OBJECTIVE: Format every line of the material below as a Markdown table with the columns "No." and "Entry", numbering the rows and skipping blank lines. Leave the pictures out of the table.
── DATA EXCERPTS ──
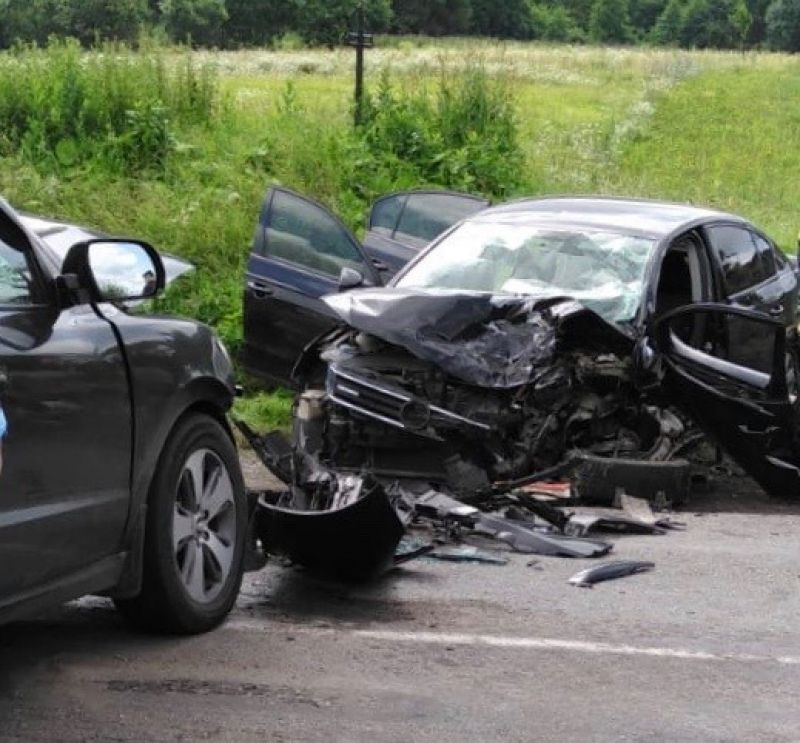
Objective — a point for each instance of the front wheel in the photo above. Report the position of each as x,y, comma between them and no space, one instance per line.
196,532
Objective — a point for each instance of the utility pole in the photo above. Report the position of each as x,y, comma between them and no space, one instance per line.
361,41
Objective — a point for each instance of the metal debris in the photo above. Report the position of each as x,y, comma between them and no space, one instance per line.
609,571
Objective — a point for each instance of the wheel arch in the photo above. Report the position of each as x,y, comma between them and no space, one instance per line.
205,395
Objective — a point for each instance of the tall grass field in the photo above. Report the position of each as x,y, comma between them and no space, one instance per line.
178,147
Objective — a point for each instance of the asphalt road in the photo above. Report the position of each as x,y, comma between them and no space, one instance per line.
703,648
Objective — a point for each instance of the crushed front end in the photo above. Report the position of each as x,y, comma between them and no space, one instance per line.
460,394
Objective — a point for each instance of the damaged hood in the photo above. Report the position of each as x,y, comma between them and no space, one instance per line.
489,340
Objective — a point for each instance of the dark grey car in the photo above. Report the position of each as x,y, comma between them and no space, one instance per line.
120,475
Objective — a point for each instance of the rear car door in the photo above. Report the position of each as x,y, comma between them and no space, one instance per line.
401,224
748,404
299,251
755,276
65,482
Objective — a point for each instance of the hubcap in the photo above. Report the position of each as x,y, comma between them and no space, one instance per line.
204,525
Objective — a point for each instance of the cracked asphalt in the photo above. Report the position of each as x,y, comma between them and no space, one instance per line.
703,648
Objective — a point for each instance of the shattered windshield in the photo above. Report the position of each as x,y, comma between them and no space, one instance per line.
603,270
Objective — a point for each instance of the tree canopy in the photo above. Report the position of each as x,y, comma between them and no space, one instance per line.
730,24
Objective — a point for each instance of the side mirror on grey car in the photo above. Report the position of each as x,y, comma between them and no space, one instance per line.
116,270
349,278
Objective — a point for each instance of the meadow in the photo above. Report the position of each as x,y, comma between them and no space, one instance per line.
178,147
───
THE RESULT:
| No. | Entry |
|---|---|
| 1 | Objective — a point for each instance of the front wheel in the photo above. Report the position of each as x,y, comma between them and no space, one instance per line. |
| 2 | 196,532 |
| 3 | Objective — a point for each instance of the utility pole in the photo above. Report the position of each as x,y, comma between them and no space, one instance per line. |
| 4 | 361,41 |
| 5 | Objective — a point for each instance of the metal debris in the photo above. Report the position of each as x,y, comma between them and no space, one instance per line. |
| 6 | 609,571 |
| 7 | Objective — a point for each instance of the wheel arch in the photo above. Report the position of each as x,y, comma between them and no space, one instance per line. |
| 8 | 205,395 |
| 9 | Objective — a point for each instance of the tall grass field in the photo above. Report the position of each as x,y, comma between them and no space, one instance per line. |
| 10 | 178,147 |
| 11 | Objective — a point for each instance of the asphalt road in the photo above. Report the position of each as x,y, comma between them and no space, one instance per line. |
| 12 | 703,648 |
| 13 | Objective — a point for each instance of the crushed front end in the photo above. Report the position of each as x,y, comma between them and no space, one instance per line. |
| 14 | 460,394 |
| 15 | Objective — a point for each instance of the damaged hood in the photo above. Report the position of each as x,y, comma between them and no space, one instance per line. |
| 16 | 489,340 |
| 17 | Objective — a point for each instance of the dark grey car in the photo above. Report the position of each as x,y, comma between them and no space, one instance per line. |
| 18 | 120,475 |
| 19 | Objective — a point for each instance of the rear car door in the photo above. Report the position of each as x,y, comma between them and no space, one instance per line. |
| 20 | 401,224 |
| 21 | 748,404 |
| 22 | 299,251 |
| 23 | 755,276 |
| 24 | 65,482 |
| 25 | Objective — a point for each instance of the hubcap in the photo above. Report the position of each as x,y, comma between them and no space, one instance per line. |
| 26 | 204,525 |
| 27 | Objective — a point for each instance of the cracked asphalt in the photo above. Report the position of each as x,y, comma between them and no space, one instance per line. |
| 28 | 703,648 |
| 29 | Objective — a point for each instance of the shattered windshield in the photo above. Report the position of each as x,y, comma between them and no space, one instance per line. |
| 30 | 603,270 |
| 31 | Objective — a point for each instance of the tree canopy in the photo above. Report the position of each as x,y, comma between them and no space, one instance per line. |
| 32 | 730,24 |
| 33 | Objective — a point for each instance of the side mirror on grey car in the photo above. Report the position of each as x,y, comma between them and no space, one instance per line. |
| 34 | 116,270 |
| 35 | 349,278 |
| 36 | Objective — a point for each instance of the meadow in the photo above. Report the position of each as x,y, comma between them and no space, one instance per line. |
| 37 | 178,147 |